[Image point grounding data]
• • •

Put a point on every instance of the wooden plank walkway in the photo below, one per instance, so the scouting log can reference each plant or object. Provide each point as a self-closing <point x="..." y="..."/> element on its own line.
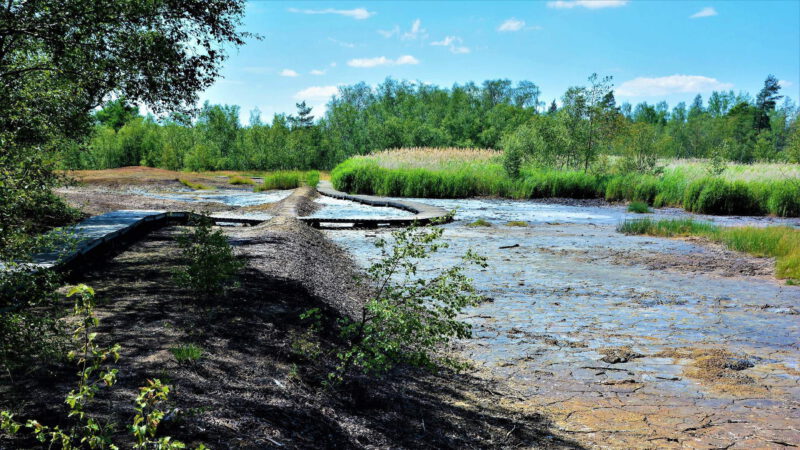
<point x="422" y="214"/>
<point x="97" y="235"/>
<point x="88" y="241"/>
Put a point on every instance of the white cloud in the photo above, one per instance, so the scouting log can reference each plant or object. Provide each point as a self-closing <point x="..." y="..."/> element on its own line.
<point x="406" y="59"/>
<point x="416" y="31"/>
<point x="260" y="70"/>
<point x="342" y="43"/>
<point x="389" y="33"/>
<point x="673" y="84"/>
<point x="317" y="93"/>
<point x="382" y="61"/>
<point x="511" y="24"/>
<point x="589" y="4"/>
<point x="450" y="42"/>
<point x="708" y="11"/>
<point x="357" y="13"/>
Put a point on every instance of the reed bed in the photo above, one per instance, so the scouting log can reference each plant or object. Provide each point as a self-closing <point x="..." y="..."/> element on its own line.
<point x="459" y="173"/>
<point x="239" y="180"/>
<point x="779" y="242"/>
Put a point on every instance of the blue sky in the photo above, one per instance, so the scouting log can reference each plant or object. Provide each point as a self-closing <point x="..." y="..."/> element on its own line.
<point x="655" y="50"/>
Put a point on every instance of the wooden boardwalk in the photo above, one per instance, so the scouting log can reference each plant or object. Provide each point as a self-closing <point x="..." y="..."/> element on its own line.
<point x="92" y="239"/>
<point x="422" y="214"/>
<point x="101" y="234"/>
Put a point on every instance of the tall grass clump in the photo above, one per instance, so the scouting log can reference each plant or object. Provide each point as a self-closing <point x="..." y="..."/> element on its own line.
<point x="639" y="207"/>
<point x="779" y="242"/>
<point x="288" y="179"/>
<point x="457" y="173"/>
<point x="238" y="180"/>
<point x="193" y="185"/>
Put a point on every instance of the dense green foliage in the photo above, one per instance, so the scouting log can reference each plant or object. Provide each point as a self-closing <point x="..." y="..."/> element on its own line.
<point x="679" y="187"/>
<point x="81" y="429"/>
<point x="779" y="242"/>
<point x="360" y="119"/>
<point x="58" y="62"/>
<point x="409" y="316"/>
<point x="288" y="179"/>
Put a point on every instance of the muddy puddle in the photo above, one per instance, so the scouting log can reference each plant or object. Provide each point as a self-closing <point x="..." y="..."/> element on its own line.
<point x="626" y="341"/>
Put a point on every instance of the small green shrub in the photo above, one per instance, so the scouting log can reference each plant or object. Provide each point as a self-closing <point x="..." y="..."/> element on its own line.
<point x="94" y="364"/>
<point x="210" y="264"/>
<point x="638" y="207"/>
<point x="237" y="180"/>
<point x="408" y="318"/>
<point x="479" y="223"/>
<point x="187" y="353"/>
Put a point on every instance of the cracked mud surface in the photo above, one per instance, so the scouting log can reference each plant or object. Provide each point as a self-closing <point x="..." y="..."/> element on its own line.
<point x="629" y="341"/>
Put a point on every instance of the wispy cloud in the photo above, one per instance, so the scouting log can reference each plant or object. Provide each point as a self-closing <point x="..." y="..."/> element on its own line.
<point x="589" y="4"/>
<point x="511" y="24"/>
<point x="357" y="13"/>
<point x="316" y="93"/>
<point x="382" y="61"/>
<point x="453" y="43"/>
<point x="416" y="31"/>
<point x="259" y="70"/>
<point x="389" y="33"/>
<point x="708" y="11"/>
<point x="342" y="43"/>
<point x="673" y="84"/>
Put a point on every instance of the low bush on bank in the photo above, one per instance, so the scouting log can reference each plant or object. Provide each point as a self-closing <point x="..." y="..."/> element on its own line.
<point x="288" y="179"/>
<point x="779" y="242"/>
<point x="210" y="264"/>
<point x="638" y="207"/>
<point x="674" y="187"/>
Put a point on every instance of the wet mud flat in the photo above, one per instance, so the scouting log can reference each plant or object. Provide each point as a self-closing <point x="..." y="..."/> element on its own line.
<point x="627" y="341"/>
<point x="252" y="389"/>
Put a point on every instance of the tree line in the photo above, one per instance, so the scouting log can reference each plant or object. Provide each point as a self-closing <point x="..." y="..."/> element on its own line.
<point x="588" y="124"/>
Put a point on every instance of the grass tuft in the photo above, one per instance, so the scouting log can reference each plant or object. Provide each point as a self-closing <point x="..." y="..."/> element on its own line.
<point x="237" y="180"/>
<point x="779" y="242"/>
<point x="639" y="207"/>
<point x="193" y="185"/>
<point x="186" y="353"/>
<point x="464" y="173"/>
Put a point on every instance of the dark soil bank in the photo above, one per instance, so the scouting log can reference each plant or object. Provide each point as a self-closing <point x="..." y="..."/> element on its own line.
<point x="252" y="388"/>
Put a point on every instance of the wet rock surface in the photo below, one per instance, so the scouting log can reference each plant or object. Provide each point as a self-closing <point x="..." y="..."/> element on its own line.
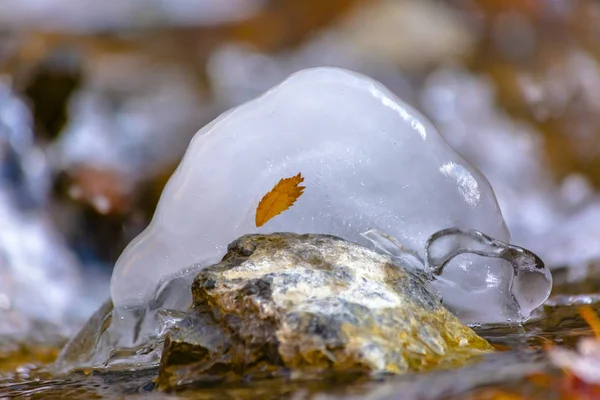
<point x="304" y="305"/>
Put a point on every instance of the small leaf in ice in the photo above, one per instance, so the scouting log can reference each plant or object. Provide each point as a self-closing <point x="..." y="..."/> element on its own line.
<point x="279" y="199"/>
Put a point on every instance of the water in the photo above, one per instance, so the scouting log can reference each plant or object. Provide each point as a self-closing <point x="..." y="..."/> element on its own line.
<point x="520" y="367"/>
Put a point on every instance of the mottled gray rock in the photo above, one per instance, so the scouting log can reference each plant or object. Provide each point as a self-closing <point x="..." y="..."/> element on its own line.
<point x="310" y="304"/>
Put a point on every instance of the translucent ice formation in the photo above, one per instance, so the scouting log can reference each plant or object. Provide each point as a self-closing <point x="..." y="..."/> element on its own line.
<point x="370" y="162"/>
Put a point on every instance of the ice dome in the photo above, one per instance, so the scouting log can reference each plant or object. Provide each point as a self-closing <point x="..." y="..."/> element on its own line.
<point x="369" y="162"/>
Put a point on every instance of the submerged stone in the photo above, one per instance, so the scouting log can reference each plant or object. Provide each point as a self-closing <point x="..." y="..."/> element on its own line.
<point x="311" y="304"/>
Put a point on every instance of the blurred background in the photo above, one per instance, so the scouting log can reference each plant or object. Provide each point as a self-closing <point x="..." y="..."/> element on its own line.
<point x="98" y="100"/>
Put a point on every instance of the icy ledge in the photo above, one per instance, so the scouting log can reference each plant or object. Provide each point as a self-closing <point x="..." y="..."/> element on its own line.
<point x="370" y="163"/>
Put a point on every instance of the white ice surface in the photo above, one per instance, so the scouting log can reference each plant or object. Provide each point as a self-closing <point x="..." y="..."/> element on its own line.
<point x="369" y="161"/>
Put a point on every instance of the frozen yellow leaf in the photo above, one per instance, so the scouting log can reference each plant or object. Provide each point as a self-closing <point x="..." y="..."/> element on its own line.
<point x="279" y="199"/>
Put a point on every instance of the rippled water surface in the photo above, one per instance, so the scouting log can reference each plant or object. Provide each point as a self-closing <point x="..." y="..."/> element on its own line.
<point x="519" y="369"/>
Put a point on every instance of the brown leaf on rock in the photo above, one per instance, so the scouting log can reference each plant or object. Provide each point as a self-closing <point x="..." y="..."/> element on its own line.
<point x="279" y="199"/>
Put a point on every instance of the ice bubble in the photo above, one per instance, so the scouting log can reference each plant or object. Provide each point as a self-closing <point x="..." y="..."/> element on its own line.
<point x="369" y="162"/>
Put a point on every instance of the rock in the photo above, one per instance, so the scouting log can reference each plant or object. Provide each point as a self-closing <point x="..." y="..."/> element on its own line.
<point x="310" y="305"/>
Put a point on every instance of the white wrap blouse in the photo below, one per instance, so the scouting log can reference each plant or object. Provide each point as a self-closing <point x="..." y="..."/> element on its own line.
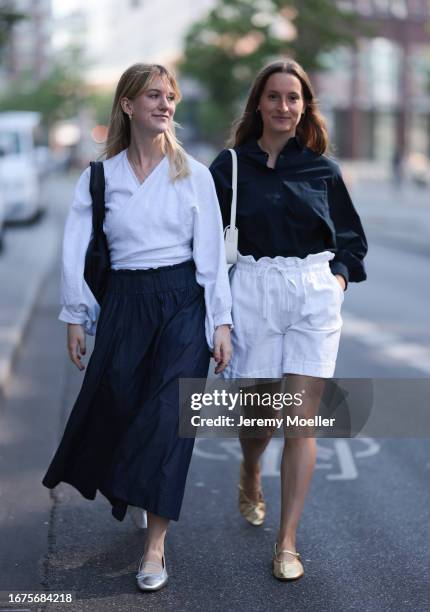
<point x="157" y="223"/>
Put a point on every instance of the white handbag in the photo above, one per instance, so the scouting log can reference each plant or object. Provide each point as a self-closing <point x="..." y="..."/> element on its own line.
<point x="231" y="233"/>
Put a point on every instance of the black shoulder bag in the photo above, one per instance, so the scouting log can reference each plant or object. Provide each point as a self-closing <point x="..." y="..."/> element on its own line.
<point x="97" y="260"/>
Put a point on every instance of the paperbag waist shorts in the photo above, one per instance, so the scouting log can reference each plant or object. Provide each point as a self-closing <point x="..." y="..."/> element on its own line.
<point x="286" y="315"/>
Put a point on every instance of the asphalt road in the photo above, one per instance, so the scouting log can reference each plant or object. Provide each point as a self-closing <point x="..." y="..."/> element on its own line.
<point x="365" y="530"/>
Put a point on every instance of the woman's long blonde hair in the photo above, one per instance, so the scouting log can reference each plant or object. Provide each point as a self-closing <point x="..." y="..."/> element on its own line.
<point x="312" y="128"/>
<point x="132" y="83"/>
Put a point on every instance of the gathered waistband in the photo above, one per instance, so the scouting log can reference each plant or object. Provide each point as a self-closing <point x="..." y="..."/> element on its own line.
<point x="152" y="280"/>
<point x="312" y="260"/>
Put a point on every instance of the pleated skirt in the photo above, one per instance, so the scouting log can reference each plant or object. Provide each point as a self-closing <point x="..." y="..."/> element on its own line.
<point x="121" y="437"/>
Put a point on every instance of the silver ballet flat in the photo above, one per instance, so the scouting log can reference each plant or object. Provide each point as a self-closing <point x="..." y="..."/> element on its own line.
<point x="148" y="580"/>
<point x="138" y="516"/>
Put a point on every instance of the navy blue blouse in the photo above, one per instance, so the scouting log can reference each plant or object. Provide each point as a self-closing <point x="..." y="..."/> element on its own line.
<point x="297" y="208"/>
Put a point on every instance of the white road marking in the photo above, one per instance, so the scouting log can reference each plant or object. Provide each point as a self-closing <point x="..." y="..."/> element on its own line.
<point x="341" y="454"/>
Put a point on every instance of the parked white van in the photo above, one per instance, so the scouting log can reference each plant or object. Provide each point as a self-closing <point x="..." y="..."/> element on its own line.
<point x="19" y="172"/>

• • •

Aim of the exercise: Exactly and only the lines from the line containing "Put a point on every instance of the navy" through the last line of the entries should be copied, both ends included.

Solution:
Put a point on every instance of the navy blue blouse in the photo above, one per instance, so the scouting log can reference each plant or object. Provide each point as a self-closing <point x="..." y="..."/> element on its own line.
<point x="297" y="208"/>
Put a point on every instance of the white road marking in the photo above, one per instance, so the scouting log can reference each plant or object. Provide each point as a self-closing <point x="..." y="..."/> element on its own line.
<point x="341" y="454"/>
Put a point on every instance of the parked white van in the photo above, one per instance, so the scouting log can reference each plant or object. Provide each point as a self-closing <point x="..." y="..."/> element on its own line.
<point x="19" y="172"/>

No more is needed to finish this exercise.